(C) Kapok Tree Diplomacy. Feb 2011. All rights reserved. Jeff Dwiggins.
The conduct of international relations post 9-11 has certainly been dramatically shaped by the US. invasions of Iraq and Afghanistan, in the former as a pre-emptive attack to remove WMD and the Ba’athist regime of Saddam Hussein, and in the latter to hunt down al Qaeda and Taliban terrorists and eliminate the training bases that harbored these non-state actors. In both cases, massive reconstruction projects have been undertaken to prevent Iraq and Afghanistan from becoming failed states and help them adopt political and economic reforms of a Western orientation.
But these U.S. interventions are not the only factor explaining the conduct of IR after 9-11. Paul Diehl notes that the demand for peace operations and subsequent escalation in third party interventions rose dramatically following the Cold War due to “superpower retrenchment in providing aid to other states,” an explosion of failed states and civil wars that spawned out of the power vacuum, an increased advocacy for democracy and free markets, greater international concern for human rights, and globalization (52-55).

Data for this exercise:
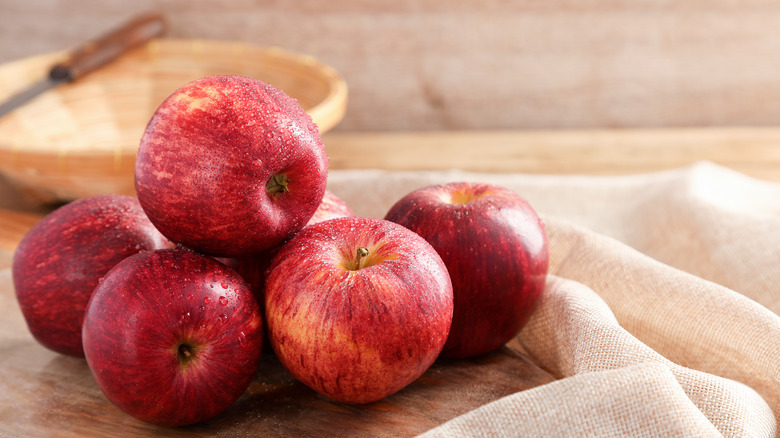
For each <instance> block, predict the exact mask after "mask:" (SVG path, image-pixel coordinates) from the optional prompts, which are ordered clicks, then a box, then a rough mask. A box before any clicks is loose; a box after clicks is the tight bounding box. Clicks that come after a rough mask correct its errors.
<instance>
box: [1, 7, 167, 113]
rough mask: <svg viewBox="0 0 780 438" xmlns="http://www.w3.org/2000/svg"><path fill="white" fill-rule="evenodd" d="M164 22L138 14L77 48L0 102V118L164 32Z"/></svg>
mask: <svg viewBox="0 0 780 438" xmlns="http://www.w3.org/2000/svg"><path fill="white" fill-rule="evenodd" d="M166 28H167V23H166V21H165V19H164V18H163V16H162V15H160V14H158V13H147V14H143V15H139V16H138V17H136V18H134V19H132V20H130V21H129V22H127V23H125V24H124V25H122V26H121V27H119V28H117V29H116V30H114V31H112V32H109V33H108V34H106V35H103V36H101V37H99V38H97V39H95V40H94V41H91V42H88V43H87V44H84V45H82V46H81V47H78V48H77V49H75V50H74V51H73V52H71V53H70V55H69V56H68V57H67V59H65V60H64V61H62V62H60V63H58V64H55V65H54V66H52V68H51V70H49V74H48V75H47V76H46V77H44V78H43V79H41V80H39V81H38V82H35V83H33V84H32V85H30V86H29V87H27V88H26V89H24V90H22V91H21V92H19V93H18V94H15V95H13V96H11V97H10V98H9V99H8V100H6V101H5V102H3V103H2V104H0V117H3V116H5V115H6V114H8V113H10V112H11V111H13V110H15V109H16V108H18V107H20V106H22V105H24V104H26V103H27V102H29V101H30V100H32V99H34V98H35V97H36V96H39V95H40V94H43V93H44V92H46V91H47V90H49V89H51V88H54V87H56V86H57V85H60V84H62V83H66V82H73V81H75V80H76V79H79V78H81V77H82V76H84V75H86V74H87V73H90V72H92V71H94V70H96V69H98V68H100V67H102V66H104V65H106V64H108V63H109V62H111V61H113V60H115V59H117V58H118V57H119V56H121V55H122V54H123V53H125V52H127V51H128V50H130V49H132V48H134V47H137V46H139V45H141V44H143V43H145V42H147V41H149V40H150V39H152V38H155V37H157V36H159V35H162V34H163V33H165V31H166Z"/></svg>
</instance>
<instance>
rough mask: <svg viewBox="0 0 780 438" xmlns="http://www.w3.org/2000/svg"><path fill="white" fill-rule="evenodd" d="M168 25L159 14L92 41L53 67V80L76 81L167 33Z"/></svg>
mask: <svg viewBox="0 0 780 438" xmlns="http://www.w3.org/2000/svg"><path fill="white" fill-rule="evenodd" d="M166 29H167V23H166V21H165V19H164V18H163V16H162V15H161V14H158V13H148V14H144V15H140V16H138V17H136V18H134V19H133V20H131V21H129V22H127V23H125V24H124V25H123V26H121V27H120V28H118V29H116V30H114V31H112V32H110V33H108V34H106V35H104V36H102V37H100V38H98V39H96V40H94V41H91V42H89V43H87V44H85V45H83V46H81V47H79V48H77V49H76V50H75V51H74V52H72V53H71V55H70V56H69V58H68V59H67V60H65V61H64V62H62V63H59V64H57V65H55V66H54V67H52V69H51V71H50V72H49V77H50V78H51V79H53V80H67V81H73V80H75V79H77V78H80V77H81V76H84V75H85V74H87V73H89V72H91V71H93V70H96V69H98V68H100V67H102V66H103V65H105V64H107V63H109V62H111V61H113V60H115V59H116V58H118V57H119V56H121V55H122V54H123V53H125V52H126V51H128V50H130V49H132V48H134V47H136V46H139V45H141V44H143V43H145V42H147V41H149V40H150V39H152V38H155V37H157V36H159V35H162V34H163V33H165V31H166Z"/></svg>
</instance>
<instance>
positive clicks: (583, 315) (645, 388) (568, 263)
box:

Tasks and exercises:
- 1) Using the text on post-9/11 international relations, condense the paragraph beginning "The conduct of international relations post 9-11" into a short bulleted list that keeps its main facts.
- 2) Return the lines of the records unchanged, from their start up to and including the line containing "22L138 14L77 48L0". Please leave the pictures out of your answer.

Responses to the exercise:
- 1)
- After 9-11, the U.S. invasions of Iraq and Afghanistan dramatically shaped international relations.
- Iraq was a pre-emptive attack to remove WMD and Saddam Hussein's Ba'athist regime.
- Afghanistan was meant to hunt down al Qaeda and Taliban terrorists and eliminate the training bases that harbored them.
- In both countries, massive reconstruction projects aim to prevent state failure and help them adopt Western-oriented political and economic reforms.

- 2)
For each <instance> block, predict the exact mask after "mask:" (SVG path, image-pixel coordinates) from the optional prompts, which are ordered clicks, then a box, then a rough mask. A box before any clicks is loose; a box after clicks is the tight bounding box. Clicks that come after a rough mask correct its errors.
<instance>
box: [1, 7, 167, 113]
rough mask: <svg viewBox="0 0 780 438" xmlns="http://www.w3.org/2000/svg"><path fill="white" fill-rule="evenodd" d="M164 22L138 14L77 48L0 102V118L164 32Z"/></svg>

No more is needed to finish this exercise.